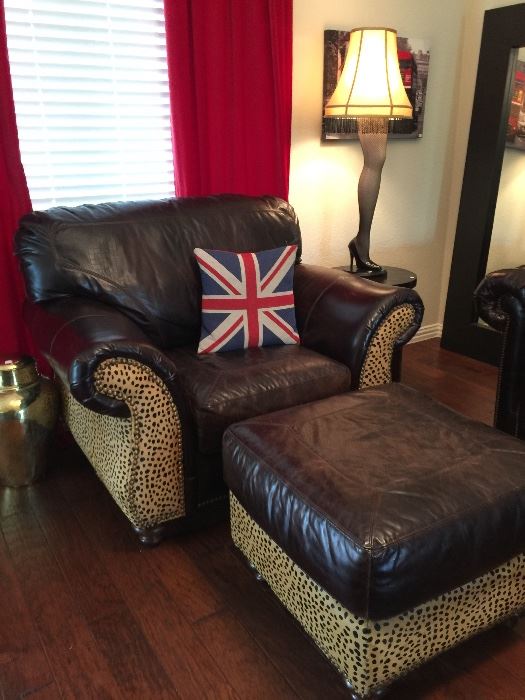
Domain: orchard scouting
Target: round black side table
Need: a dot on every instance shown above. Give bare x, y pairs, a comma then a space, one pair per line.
395, 276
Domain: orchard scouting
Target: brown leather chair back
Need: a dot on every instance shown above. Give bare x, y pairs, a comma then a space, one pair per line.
138, 256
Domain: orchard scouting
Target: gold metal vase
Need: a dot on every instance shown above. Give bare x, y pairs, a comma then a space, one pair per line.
28, 412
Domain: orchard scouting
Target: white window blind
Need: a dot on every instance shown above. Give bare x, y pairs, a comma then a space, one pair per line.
90, 83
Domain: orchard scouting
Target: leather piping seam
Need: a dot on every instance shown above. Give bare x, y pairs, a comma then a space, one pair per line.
300, 496
316, 302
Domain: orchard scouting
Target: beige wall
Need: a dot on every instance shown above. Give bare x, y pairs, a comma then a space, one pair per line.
415, 219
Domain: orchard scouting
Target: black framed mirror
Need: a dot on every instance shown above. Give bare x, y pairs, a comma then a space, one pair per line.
503, 35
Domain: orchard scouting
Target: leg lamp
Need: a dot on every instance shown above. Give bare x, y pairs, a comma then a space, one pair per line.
370, 92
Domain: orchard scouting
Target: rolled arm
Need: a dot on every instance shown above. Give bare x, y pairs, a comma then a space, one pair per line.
77, 336
500, 299
355, 321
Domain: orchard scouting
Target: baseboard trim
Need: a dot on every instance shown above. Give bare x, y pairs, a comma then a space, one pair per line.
433, 330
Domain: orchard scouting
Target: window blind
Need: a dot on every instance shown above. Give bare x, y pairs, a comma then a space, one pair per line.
90, 85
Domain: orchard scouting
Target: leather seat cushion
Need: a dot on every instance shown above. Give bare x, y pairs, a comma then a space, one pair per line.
223, 388
385, 497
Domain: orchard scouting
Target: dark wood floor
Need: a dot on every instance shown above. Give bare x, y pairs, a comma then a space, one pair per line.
86, 613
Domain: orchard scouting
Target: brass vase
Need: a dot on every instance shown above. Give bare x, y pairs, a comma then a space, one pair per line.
28, 412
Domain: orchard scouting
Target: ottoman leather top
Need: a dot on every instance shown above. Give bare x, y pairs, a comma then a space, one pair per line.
385, 497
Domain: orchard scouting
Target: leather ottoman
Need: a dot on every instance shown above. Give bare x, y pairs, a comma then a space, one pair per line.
390, 526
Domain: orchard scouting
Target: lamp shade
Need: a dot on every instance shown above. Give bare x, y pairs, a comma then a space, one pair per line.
370, 84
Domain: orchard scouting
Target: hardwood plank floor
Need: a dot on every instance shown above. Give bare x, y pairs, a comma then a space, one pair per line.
85, 612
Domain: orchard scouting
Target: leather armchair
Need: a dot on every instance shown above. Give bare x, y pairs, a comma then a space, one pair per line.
500, 300
114, 305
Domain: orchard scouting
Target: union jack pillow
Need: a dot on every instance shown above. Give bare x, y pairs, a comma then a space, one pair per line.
247, 299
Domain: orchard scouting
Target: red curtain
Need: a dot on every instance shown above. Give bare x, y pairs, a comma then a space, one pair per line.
14, 202
230, 72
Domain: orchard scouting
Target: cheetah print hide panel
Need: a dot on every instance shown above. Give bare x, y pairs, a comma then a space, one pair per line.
372, 653
377, 367
139, 459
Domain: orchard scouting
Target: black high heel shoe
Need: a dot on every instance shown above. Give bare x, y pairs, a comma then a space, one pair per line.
364, 266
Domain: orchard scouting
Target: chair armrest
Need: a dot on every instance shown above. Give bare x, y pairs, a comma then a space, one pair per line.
500, 299
76, 335
341, 315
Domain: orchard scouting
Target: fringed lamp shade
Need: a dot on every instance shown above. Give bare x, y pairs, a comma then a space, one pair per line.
370, 84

^^^^^^^^

Every line of the data should be copied as it stands, without the images.

* _EXERCISE ANSWER_:
Domain: orchard scouting
Target: round black side table
Need: a dot on every instance shown above. Give bare x, y pairs, a comma then a space, one pair per line.
395, 276
Domain: orchard scouting
Target: brown leather chair back
Need: a dot on every instance shown above. Give bare x, y pairs, a comma then a space, one pair per line.
138, 256
Domain: orchard scouting
Target: gold metal vase
Need: a dot on every instance shown above. Give bare x, y pairs, a comma then a space, one pair per line.
28, 412
Domain: orchard scouting
Target: white window blind
Need: a dot on every instance shown above. Give bare x, y pairs, a comma then a space, one pair per line.
90, 83
Domain: orchard scouting
Target: leather piping seam
Need: a dot on every instance shown above. Give bare x, y pairs, a comma then a space, one pair per line.
300, 496
316, 302
Domain: orchard scouting
Target: beige wall
Need: a dot on every instance shown above. Give bare x, y pairs, a comma then a space, one pair per line.
415, 219
Domain: orchard scouting
Target: black framed mirror
Need: a dot on every instance shown above. Give bare x, y pairs, a comma then a space, one pair per line.
503, 35
Domain: orchard scouting
Target: leg lamp
Need: a dot on every instance shown above. Give bare x, y pairs, a comma then a space, one pair per line.
370, 92
Domain: orchard scouting
Target: rolled arm
Need: a dot on every instance shown above. Give bare x, y pairs, a comma then a space, one pair per line.
77, 336
500, 299
355, 321
Domain: orchard scouting
Target: baseboard trim
Need: a dot on every instance shown above. Give bare x, y pairs, a comma then a space, one pair per line.
433, 330
Domain: orchard scouting
Target: window blind
Need: a dot on every instance shown above. Give bare x, y pairs, a comma then a space, one pair per line.
90, 85
Domain: orchard scouting
Target: leather seat cushion
Need: a dot on every instance shown above. Give bare x, y pairs, a comma then a space, one pair per line.
223, 388
385, 497
Domain: orchard scouting
Target: dark wood floor
Need: a dot on every instance shown above. Give bare x, y pairs, a comma then a space, one pair per line.
86, 613
Domain: orchard scouting
Target: brass vase
Need: a dot on every instance shown above. Give bare x, y pairs, a comma then a space, one pair per line.
28, 412
Domain: orchard scouting
Target: ottoman leather top
Need: a dot on every instance shown above. Give bare x, y pairs, a comma then a space, one pair per line.
385, 497
Domain: orchard scouting
Target: leather ottoman
Need: a dot on every instance shown above. Give bare x, y pairs, a comma then a space, one pair per line.
390, 526
Domain: orchard scouting
Target: lamp shade
Need: a dot on every instance shown above. Give bare x, y pairs, a comma then a space, one pair per line.
370, 84
Domain: orchard scouting
Target: hardwood plank floor
Need: a dot on every instance shown above. Give bare x, y pairs, a comma then a space, one pair per line.
85, 612
Domain: orchard scouting
Target: leather armchair
Need: a dot on every instance shown above. Give bare x, y pairs, a comma then a space, one pair per line.
500, 300
114, 305
Domain: orchard scouting
Target: union jack pillow
Need: a dot on every instance shown above. Give bare x, y pairs, a comma then a space, one pair per line.
247, 299
Domain: orchard scouting
Target: red curtain
Need: a dot on every instance shown above. Give bare x, y pairs, a comma then a space, one pair per line.
14, 202
230, 72
Domain: orchard scouting
Target: cheetah print hide panel
Need: a dot on every instance shown above. Give bare x, y pairs, a comma then a space, one pair per line.
372, 653
377, 367
139, 459
Domain: orchard scouting
Target: black high heel shoe
Need: a dot on every instance shown above. Give bare x, y pairs, a comma then a space, one pair per line.
364, 266
Domain: orchard scouting
Target: chair armrest
Need: a dot on every instance shown above. Give bare x, y pairs, a comma then a space, one pair per line.
500, 299
76, 335
341, 315
Domain: orchard scouting
Target: fringed lamp shade
Need: a dot on every instance shown above. Give bare x, y pairs, a comma then a space, one pair per line.
370, 84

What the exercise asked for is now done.